Data records
*****
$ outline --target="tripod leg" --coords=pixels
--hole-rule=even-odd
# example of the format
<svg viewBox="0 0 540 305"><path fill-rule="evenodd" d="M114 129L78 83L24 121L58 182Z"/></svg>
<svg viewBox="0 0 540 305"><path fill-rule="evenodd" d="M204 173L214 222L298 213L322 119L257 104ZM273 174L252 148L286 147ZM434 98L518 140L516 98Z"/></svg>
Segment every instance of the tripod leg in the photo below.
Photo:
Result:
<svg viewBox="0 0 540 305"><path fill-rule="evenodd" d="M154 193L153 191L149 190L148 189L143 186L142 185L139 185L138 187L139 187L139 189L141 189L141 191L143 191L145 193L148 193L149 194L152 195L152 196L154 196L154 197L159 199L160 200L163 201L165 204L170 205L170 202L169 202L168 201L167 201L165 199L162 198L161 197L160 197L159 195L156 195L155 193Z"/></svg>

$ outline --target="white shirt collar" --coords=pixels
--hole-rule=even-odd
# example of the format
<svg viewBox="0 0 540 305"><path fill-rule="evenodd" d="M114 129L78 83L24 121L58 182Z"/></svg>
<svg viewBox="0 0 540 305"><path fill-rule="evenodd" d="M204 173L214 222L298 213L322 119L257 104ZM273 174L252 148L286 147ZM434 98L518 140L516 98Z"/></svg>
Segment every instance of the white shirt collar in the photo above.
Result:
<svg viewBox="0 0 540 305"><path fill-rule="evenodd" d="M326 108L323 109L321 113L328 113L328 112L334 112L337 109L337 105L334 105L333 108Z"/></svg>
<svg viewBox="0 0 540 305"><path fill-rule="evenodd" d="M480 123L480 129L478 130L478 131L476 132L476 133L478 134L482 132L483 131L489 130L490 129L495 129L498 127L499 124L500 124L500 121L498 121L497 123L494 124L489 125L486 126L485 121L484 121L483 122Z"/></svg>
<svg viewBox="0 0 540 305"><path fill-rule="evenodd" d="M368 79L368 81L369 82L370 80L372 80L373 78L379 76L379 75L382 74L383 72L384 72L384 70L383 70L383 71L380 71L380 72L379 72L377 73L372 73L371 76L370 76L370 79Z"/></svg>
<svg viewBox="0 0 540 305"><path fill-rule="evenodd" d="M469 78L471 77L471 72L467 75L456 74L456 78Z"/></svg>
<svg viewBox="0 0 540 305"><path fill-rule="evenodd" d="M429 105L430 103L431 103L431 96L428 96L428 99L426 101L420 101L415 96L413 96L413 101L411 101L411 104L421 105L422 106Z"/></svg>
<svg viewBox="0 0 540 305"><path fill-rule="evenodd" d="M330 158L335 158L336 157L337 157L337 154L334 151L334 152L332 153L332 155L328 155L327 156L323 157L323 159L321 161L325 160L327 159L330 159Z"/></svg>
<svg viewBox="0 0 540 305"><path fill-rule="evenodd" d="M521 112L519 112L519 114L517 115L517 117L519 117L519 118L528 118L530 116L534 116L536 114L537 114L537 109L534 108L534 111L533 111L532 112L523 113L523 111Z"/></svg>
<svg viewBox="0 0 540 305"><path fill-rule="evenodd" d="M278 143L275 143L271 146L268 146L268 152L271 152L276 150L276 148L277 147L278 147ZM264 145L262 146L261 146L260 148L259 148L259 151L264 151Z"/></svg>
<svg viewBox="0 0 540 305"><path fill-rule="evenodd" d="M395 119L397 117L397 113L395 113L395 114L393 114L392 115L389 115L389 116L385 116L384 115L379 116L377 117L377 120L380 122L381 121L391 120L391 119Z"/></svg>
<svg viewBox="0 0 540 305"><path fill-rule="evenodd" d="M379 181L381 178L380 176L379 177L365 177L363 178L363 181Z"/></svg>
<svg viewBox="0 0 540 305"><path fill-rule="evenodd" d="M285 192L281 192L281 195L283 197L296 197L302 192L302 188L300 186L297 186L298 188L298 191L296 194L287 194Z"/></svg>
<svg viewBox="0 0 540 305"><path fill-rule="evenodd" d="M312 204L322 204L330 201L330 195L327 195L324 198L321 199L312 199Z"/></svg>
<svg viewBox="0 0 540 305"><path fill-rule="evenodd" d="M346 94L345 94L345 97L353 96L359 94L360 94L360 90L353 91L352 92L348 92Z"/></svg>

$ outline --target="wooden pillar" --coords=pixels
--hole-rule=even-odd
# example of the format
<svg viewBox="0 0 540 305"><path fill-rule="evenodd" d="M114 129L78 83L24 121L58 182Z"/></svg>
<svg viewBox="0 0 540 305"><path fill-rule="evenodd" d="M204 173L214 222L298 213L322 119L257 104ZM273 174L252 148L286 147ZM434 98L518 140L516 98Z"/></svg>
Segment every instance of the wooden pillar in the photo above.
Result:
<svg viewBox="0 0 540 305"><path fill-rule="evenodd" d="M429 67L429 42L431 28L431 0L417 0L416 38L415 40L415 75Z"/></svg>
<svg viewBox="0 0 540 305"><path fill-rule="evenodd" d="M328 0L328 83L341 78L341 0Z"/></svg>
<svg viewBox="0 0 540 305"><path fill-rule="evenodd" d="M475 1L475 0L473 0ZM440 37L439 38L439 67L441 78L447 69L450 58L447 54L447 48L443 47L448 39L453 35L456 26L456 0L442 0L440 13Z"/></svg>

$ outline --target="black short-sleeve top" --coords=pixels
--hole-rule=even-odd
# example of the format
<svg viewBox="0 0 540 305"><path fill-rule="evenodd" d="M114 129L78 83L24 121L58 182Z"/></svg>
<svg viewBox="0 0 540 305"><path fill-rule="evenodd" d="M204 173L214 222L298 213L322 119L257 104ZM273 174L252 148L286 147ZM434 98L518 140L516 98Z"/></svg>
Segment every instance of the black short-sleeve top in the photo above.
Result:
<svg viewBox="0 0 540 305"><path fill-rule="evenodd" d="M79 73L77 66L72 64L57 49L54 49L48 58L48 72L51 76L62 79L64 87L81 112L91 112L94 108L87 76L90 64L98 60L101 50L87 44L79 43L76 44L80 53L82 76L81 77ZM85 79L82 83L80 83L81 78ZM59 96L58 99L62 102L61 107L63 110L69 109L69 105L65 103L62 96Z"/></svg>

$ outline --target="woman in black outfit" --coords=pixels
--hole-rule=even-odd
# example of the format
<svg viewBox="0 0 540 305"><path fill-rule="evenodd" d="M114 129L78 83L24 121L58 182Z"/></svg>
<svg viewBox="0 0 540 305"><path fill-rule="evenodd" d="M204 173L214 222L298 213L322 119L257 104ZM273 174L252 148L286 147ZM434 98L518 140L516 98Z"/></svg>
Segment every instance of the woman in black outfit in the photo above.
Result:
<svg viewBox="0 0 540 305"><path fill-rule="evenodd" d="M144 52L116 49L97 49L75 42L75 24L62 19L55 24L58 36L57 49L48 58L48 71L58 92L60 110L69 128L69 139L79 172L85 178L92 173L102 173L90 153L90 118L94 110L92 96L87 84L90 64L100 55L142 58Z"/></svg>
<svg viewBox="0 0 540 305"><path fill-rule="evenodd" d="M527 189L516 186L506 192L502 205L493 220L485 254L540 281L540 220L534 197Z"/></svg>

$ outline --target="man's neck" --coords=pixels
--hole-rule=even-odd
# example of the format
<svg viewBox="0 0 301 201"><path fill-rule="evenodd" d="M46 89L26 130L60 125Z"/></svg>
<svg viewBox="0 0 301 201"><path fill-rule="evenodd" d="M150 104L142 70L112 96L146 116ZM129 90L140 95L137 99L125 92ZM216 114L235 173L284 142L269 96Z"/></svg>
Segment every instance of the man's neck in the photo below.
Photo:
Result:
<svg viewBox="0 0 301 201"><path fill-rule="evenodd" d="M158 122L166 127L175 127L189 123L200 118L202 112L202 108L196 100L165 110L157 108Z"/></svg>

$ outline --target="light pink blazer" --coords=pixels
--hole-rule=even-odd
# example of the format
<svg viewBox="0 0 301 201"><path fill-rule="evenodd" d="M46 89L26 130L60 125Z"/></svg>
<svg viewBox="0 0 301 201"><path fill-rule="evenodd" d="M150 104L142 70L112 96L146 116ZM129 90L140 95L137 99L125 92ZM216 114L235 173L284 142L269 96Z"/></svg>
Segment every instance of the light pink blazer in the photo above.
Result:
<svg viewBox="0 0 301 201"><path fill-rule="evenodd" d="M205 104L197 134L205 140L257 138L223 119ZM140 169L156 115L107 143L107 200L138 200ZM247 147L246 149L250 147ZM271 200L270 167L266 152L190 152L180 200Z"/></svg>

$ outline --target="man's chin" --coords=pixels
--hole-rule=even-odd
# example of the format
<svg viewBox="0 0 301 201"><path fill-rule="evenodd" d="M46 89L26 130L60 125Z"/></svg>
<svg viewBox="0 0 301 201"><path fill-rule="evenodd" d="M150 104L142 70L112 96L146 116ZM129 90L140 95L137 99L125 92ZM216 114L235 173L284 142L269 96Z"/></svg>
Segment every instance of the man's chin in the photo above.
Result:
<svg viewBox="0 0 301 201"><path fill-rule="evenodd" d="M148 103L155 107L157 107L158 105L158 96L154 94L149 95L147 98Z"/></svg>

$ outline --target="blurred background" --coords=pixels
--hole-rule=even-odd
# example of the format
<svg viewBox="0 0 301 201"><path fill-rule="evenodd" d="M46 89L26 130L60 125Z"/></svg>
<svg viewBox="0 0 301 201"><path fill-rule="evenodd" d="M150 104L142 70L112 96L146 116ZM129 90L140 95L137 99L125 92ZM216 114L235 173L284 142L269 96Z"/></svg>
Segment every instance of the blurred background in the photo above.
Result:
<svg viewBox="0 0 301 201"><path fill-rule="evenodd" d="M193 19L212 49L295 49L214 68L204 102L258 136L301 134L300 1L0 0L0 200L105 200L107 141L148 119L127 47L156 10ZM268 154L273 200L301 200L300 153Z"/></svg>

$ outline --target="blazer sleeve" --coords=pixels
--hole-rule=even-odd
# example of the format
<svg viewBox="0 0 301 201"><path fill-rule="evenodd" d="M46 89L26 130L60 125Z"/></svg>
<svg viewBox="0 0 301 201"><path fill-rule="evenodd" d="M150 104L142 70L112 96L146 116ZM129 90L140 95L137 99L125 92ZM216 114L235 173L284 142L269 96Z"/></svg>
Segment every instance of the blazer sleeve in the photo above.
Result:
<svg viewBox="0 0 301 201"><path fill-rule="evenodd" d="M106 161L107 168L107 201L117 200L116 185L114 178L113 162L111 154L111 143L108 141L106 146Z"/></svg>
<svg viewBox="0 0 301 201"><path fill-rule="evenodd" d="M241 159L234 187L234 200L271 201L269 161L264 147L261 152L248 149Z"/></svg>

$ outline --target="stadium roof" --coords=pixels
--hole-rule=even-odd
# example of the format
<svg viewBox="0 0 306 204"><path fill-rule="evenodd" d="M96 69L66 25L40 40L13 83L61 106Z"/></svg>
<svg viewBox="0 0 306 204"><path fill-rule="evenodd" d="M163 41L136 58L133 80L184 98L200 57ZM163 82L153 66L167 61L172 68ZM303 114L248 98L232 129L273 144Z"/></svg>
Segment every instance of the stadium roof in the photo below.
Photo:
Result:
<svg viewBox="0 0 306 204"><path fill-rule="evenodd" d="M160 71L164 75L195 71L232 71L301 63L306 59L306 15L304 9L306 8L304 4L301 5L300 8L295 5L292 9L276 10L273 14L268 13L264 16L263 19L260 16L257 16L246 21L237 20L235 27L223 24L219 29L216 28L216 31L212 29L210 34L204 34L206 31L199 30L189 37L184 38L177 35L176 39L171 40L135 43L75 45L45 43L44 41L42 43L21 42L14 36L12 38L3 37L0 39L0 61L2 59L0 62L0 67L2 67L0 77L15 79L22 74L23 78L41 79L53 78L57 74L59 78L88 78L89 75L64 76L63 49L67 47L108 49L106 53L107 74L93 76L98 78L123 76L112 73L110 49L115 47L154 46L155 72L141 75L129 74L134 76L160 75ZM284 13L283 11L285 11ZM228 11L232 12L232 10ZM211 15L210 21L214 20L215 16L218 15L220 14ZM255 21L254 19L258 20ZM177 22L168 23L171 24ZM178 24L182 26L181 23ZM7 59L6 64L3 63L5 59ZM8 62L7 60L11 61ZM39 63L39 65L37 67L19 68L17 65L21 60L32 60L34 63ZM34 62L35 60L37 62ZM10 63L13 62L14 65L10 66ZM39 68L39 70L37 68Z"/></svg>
*****
Short problem
Find each line in the records that contains the word "wooden" and copy those lines out in full.

Response to the exercise
$ outline --target="wooden pillar" --coords=pixels
Segment every instance of the wooden pillar in the photo above.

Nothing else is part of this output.